[Records from a data collection]
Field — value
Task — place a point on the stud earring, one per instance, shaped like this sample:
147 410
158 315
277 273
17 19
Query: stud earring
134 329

WORK INSTRUCTION: Transcribe every record above so that nothing differs from the original.

SOLUTION FOR THIS TASK:
Field — value
Task — place a point on the stud earring, one per instance, shaped like this sample:
147 410
158 315
277 273
17 19
Query: stud earring
134 329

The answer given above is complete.